(Dataset entries)
::::

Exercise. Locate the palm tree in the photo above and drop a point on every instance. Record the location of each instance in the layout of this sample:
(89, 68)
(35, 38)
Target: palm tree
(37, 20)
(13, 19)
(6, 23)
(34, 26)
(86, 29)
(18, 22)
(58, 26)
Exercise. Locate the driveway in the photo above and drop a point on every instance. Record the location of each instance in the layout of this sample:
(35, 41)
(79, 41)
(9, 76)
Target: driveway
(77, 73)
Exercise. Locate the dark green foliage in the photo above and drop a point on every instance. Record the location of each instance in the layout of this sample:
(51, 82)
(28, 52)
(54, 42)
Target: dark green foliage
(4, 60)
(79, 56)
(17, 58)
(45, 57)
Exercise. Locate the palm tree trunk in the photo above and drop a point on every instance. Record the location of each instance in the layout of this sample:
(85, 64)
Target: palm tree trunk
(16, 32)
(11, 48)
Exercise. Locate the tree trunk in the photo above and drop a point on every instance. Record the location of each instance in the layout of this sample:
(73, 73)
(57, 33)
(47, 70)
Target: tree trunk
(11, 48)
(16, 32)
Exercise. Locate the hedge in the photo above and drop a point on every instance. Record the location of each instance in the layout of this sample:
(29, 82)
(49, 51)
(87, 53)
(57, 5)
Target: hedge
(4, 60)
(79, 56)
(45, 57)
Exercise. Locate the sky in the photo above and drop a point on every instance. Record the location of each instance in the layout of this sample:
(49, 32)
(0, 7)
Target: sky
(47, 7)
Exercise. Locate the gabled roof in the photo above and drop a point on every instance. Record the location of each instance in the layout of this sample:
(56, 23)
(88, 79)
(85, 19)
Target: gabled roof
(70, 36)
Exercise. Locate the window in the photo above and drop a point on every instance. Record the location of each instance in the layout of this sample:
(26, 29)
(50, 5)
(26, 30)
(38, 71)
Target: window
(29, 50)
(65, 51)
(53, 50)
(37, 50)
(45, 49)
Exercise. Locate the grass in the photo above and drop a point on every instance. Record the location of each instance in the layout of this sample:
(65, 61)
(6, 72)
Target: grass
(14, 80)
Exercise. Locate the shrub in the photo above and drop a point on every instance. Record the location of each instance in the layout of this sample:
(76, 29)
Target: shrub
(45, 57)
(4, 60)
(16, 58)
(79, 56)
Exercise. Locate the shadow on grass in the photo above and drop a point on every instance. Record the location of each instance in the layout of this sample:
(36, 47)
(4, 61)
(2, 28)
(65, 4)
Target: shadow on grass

::::

ACTION ITEM: Would you give the data above again, exactly as written?

EXERCISE SOLUTION:
Exercise. Locate the palm tree in the photo above and drop a point on every instance. Record the location of each instance in the layout of this sample:
(89, 68)
(35, 38)
Target: palm tree
(37, 20)
(13, 19)
(6, 23)
(34, 26)
(86, 29)
(18, 22)
(58, 26)
Exercise. Locate the driveway in the photo above and drop a point on every instance. Record the location of each instance in the layout of this sample:
(35, 41)
(79, 41)
(9, 76)
Target: driveway
(77, 73)
Exercise. Locate the dark green foliage in the photo above and drop a point on every instance. Record the location of each instance in the layout of this sample:
(51, 82)
(28, 52)
(54, 42)
Target: dark green foliage
(4, 60)
(79, 56)
(17, 58)
(45, 57)
Exercise. Locate the palm tree trunk in the photo above and drop a point on every instance. Record the location of each instance in the layout of this sample:
(85, 64)
Target: palm tree trunk
(16, 32)
(11, 48)
Exercise. Locate the tree trunk in the photo above and drop a point on every instance. Record the location of each instance in the layout of this sample:
(73, 73)
(57, 33)
(47, 70)
Target: tree trunk
(11, 48)
(16, 32)
Exercise. Locate the hedge in the photo above and drop a point on every instance. Record the location of each instance in the layout of this sample:
(29, 82)
(49, 51)
(87, 53)
(57, 5)
Target: hedge
(4, 60)
(79, 56)
(45, 57)
Exercise. Locate the sky in the photo above and drop a point on every instance. Record the location of each instance in the layout of this sample:
(49, 32)
(0, 7)
Target: sky
(47, 7)
Exercise. Locate the gabled roof in the photo above and drop a point on every instance. Record the location of each instance in the layout of this sample:
(56, 23)
(88, 79)
(85, 19)
Target: gabled roof
(70, 36)
Exercise. Locate the window in the photo above and drop a point on every instance. Record the location of each instance in the layout of this sample:
(26, 29)
(50, 5)
(26, 30)
(38, 71)
Target: window
(29, 50)
(65, 51)
(53, 50)
(37, 50)
(45, 49)
Exercise. Locate the grass in the photo above and drop a point on every instance. Record the location of each instance in the layout of this sample:
(65, 61)
(6, 72)
Target: grass
(14, 80)
Exercise. Locate the shrub in the photo above and drop a point on every instance. Record the location of each instance in the layout of this sample:
(76, 29)
Target: shrub
(45, 57)
(4, 60)
(16, 58)
(79, 56)
Exercise. Locate the shadow on grass in the photo above and drop a point on every instance. Record the location of each instance in the layout of this sample:
(36, 47)
(4, 61)
(2, 28)
(65, 4)
Target: shadow on grass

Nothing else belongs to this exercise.